▶ [AIM]
Can you copy the stretch of material from its start through the line containing "[294,504,443,609]", with the requests unchanged, every bounding-box coordinate in the answers shifted up by 120, and the pictures left out?

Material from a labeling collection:
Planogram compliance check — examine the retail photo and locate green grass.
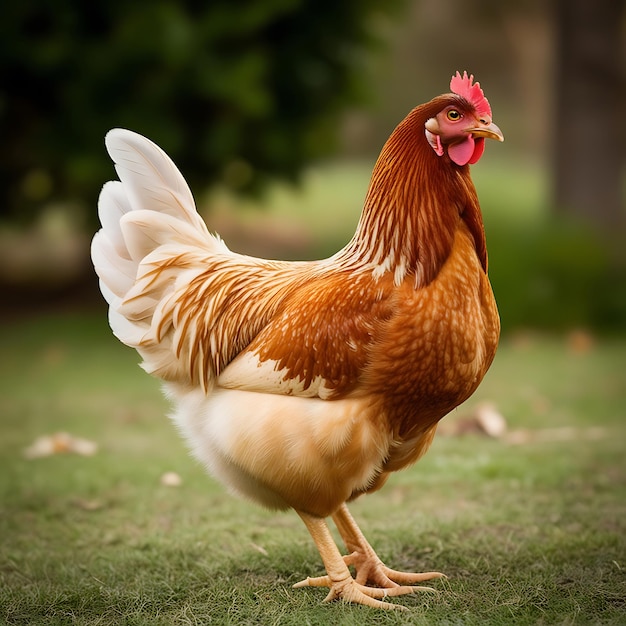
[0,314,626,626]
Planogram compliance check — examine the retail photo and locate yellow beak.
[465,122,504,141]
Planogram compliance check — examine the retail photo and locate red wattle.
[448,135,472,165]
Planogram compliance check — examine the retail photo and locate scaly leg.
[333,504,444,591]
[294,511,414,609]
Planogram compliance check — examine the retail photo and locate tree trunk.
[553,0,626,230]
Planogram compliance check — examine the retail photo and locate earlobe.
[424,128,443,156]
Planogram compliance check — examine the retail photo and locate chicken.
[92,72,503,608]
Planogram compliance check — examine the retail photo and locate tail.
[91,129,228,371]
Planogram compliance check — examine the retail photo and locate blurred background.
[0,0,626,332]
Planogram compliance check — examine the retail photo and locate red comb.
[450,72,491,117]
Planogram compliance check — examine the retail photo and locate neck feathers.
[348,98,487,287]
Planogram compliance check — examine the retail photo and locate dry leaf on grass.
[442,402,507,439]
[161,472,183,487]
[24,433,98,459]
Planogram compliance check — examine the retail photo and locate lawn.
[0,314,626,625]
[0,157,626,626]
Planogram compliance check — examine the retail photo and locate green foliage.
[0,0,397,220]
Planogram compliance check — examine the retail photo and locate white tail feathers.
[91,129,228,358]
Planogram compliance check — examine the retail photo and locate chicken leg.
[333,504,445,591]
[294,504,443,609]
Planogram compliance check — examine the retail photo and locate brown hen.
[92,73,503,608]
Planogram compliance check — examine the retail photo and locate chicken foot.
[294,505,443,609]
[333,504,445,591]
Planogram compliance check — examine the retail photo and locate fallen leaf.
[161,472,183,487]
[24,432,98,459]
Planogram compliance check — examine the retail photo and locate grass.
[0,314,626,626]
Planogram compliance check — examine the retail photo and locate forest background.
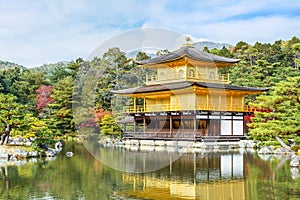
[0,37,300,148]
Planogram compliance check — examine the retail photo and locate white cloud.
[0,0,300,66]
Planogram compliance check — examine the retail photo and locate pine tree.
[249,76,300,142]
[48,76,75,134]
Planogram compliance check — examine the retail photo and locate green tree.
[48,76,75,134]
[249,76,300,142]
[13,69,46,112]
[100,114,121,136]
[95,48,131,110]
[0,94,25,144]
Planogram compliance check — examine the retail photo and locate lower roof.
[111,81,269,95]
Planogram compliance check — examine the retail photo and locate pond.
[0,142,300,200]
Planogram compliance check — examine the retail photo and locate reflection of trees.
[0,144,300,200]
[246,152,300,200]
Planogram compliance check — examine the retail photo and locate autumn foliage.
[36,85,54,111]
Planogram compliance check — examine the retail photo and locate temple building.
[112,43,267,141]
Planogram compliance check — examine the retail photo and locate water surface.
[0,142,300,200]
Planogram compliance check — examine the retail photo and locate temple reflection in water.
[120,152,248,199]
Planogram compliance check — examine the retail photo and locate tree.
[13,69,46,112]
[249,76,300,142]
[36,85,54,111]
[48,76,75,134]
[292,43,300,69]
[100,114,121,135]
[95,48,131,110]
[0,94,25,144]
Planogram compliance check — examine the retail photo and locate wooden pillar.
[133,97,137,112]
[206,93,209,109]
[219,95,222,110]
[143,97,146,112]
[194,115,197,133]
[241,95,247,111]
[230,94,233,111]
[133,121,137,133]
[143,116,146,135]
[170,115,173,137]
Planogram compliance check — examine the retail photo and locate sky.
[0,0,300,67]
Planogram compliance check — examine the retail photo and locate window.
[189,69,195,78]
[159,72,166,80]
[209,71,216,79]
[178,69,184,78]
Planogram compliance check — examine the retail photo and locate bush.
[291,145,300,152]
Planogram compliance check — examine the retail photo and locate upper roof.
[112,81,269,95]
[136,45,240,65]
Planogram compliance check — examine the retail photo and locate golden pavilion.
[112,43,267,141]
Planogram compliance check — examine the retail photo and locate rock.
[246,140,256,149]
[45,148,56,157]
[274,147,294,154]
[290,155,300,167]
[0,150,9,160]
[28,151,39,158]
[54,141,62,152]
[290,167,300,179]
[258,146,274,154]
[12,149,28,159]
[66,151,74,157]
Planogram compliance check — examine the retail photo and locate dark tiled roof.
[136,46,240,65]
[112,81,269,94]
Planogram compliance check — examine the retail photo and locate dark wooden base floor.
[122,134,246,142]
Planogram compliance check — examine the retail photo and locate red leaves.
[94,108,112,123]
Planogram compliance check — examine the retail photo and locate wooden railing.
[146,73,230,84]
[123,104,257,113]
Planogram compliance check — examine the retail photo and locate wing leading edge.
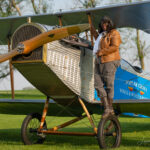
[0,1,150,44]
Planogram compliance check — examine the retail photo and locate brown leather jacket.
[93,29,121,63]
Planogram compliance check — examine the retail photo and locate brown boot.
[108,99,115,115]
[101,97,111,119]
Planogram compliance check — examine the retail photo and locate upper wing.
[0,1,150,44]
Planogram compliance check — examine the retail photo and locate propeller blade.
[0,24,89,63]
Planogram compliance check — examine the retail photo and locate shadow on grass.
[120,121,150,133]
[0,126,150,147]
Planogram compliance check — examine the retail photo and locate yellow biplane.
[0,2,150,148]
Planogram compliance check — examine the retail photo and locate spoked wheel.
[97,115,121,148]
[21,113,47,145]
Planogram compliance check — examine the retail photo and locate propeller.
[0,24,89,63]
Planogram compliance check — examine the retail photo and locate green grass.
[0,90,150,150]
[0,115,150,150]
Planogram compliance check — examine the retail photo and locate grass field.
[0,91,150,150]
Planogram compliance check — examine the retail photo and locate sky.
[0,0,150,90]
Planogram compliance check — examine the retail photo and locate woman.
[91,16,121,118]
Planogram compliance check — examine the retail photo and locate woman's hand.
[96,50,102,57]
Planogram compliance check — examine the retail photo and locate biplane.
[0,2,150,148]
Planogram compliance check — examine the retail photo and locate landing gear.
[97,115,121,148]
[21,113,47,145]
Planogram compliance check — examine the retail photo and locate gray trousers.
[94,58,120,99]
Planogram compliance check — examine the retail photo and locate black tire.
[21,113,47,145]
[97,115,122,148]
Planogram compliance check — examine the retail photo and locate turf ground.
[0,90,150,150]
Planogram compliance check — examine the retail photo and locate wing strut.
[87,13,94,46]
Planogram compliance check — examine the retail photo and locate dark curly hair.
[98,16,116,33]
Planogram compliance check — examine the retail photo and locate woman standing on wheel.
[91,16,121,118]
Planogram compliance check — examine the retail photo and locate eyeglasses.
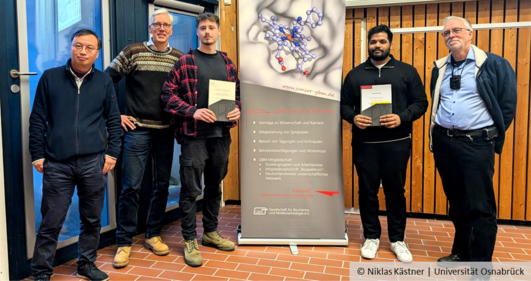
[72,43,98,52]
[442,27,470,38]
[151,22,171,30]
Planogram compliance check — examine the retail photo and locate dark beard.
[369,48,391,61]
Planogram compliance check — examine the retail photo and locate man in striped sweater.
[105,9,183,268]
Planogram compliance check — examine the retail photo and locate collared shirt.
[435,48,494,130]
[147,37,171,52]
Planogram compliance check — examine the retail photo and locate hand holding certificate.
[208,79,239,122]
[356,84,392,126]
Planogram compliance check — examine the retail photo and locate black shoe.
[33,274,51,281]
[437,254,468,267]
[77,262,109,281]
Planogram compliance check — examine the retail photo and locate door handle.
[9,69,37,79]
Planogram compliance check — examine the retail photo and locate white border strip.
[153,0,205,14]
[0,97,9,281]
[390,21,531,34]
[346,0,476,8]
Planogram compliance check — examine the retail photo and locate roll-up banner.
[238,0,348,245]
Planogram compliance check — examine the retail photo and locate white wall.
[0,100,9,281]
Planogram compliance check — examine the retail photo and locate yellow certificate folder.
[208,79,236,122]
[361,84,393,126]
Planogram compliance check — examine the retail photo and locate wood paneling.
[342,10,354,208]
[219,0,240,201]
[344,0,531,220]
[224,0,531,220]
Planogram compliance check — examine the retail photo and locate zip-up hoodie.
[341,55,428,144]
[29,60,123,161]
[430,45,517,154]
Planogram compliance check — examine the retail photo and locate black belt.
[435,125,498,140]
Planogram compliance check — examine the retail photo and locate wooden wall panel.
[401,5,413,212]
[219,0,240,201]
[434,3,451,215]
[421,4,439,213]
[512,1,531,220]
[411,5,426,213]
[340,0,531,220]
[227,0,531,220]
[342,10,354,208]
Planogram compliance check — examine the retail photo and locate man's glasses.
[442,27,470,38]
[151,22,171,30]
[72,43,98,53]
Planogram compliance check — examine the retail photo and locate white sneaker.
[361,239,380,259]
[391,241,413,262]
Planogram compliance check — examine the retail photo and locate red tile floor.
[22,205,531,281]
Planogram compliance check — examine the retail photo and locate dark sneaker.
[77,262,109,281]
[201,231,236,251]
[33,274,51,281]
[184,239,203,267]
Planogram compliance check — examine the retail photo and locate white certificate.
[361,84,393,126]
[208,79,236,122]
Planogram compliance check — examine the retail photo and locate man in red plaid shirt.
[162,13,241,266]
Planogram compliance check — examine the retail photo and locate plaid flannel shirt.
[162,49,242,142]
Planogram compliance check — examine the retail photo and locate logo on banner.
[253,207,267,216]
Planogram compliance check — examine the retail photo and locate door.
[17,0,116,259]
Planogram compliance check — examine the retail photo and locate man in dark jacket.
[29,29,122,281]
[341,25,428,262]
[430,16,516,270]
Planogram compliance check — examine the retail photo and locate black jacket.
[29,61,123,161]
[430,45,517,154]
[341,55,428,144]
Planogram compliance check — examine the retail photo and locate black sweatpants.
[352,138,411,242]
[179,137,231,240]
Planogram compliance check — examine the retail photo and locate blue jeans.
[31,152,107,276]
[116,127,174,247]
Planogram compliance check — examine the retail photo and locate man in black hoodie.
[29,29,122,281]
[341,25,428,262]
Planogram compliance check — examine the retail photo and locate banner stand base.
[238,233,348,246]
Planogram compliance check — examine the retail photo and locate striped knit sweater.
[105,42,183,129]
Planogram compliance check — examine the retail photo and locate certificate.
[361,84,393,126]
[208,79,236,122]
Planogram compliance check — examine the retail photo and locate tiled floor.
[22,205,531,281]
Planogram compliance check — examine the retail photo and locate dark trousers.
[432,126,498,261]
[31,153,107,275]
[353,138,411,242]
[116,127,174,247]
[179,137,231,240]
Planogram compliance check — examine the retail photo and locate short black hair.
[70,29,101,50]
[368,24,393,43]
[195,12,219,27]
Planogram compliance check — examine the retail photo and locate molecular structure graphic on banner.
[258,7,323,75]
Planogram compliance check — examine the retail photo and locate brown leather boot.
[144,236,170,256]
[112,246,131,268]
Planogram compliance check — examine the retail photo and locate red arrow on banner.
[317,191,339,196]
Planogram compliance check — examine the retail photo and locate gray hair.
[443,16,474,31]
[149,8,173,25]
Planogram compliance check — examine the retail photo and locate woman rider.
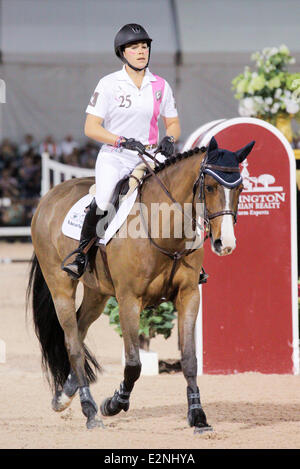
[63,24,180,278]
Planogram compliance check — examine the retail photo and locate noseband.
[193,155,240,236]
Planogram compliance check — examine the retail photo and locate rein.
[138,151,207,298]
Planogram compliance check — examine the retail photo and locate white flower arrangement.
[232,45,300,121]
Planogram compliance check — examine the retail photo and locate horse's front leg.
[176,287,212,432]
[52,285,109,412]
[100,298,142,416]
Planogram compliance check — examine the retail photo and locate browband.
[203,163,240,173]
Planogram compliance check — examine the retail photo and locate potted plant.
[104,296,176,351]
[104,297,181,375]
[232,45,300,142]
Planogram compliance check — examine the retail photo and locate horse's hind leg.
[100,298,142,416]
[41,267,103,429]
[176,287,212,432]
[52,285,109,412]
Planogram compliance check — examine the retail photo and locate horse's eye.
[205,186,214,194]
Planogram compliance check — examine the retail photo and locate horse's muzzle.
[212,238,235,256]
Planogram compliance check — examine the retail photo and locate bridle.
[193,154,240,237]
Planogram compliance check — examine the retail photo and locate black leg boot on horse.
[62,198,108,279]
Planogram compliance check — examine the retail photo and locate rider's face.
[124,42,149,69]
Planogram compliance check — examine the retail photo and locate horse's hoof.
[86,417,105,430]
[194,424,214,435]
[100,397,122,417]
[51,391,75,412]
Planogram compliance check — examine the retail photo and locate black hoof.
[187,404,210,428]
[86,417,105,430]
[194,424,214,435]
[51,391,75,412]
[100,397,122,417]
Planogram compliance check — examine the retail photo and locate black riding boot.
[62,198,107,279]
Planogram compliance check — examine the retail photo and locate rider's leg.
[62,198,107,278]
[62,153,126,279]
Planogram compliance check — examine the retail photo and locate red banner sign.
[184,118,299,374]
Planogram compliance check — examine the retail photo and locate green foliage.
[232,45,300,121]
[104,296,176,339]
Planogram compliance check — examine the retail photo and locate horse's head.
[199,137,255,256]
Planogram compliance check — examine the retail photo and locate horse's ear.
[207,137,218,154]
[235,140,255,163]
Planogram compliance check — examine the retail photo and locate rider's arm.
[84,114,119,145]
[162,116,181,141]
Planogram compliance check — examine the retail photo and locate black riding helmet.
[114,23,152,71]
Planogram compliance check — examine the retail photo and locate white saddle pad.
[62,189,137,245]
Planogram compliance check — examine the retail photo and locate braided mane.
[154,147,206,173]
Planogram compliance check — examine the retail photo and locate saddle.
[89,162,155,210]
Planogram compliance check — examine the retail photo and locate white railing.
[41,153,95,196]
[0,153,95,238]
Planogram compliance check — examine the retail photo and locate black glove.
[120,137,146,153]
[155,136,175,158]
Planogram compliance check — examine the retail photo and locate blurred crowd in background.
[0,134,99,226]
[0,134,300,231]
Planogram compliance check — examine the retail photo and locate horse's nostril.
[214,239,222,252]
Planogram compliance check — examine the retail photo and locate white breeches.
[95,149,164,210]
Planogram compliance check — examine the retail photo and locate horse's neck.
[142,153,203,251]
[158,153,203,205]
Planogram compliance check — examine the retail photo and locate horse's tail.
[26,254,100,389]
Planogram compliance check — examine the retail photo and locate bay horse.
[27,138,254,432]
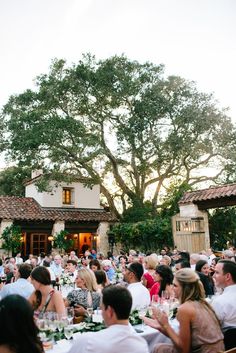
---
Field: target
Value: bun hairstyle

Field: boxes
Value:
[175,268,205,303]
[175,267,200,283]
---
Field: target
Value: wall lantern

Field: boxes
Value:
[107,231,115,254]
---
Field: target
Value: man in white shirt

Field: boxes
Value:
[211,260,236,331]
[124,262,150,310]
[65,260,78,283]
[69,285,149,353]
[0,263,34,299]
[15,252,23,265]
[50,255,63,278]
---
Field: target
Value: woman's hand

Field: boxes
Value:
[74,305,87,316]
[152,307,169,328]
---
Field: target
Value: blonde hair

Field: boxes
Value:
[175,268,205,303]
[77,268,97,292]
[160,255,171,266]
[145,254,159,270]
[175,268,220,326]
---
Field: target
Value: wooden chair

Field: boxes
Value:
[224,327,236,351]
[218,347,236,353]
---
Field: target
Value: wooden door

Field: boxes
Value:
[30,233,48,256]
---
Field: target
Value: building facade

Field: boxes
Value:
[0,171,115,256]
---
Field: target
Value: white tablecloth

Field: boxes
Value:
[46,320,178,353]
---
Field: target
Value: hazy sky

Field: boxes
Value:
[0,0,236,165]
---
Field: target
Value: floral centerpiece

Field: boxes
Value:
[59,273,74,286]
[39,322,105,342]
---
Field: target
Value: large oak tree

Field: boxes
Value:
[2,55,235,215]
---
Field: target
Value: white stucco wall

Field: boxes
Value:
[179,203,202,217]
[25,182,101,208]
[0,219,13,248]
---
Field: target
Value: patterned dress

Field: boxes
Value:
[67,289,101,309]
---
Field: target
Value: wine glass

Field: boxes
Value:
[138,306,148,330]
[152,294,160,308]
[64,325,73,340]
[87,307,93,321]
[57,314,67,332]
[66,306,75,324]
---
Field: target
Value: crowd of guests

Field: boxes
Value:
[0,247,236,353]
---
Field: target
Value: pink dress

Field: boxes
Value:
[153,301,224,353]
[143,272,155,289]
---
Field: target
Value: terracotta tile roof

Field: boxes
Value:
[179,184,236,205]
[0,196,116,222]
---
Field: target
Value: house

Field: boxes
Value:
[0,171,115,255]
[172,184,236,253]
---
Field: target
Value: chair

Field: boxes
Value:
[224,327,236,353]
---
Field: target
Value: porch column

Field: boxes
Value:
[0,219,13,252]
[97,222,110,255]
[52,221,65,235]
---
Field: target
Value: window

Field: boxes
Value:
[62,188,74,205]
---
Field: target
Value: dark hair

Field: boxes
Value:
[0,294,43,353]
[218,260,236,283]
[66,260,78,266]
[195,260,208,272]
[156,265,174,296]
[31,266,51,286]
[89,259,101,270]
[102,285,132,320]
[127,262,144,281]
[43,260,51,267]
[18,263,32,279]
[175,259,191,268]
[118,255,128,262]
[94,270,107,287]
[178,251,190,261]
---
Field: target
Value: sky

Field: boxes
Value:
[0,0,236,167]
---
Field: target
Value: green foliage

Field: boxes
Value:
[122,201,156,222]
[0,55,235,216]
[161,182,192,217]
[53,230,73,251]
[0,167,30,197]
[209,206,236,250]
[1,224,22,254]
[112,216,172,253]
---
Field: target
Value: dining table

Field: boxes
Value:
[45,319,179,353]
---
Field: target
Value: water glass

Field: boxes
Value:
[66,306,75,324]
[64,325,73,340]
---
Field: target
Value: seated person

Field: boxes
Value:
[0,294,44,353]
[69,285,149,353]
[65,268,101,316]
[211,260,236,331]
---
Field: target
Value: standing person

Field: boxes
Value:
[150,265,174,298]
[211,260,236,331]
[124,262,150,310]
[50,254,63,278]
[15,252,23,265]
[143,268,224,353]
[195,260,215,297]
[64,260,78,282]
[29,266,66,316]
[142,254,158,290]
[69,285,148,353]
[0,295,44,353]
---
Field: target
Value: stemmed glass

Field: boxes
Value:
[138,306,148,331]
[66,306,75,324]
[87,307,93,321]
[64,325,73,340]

▶ [RESULT]
Planogram compliance check — examine the retail photo and locate green grass.
[120,434,746,746]
Planogram compliance check — examine the retail photo and locate yellow beak.
[585,242,624,261]
Planogram compliance check — examine the retail photo and locate red wattle.
[568,255,592,285]
Planogram compliance check — examine the retail photo and locate scaly leg.
[453,624,564,711]
[414,631,534,729]
Planogram compliance check — examine the retail photo and locate tree trunk.
[673,120,746,350]
Planogram compliance check — examine the retail photo and locate earlobe.
[544,248,563,276]
Planogram compliance check — examine the retail photo and locate chicken.
[212,192,623,728]
Planogram compliance check — examine the retail photo and locate tail.
[211,249,348,491]
Planogram compliance check — examine the retail photo and locate blurred background.
[120,120,746,452]
Planogram compliance check — examine the retail photo and locate red comb.
[570,192,611,237]
Planogram compliance check — examine the retail photo and locate neck feathers.
[468,218,607,407]
Planogram compliance check — examine the retail photo and locate dry leaf on grass.
[562,522,627,559]
[281,592,303,607]
[144,553,218,579]
Planogram compliance check — examine the retail photo and locate lawn.
[120,434,746,745]
[120,277,746,746]
Planogram compliance check — examine the retail photo and locate green foliage.
[120,120,517,340]
Planogram compliance check — examine the retail photo and locate white tail feathers.
[211,249,348,478]
Planogram compliance check — examine the retail photo and locate chicken leg.
[453,624,565,711]
[414,624,563,729]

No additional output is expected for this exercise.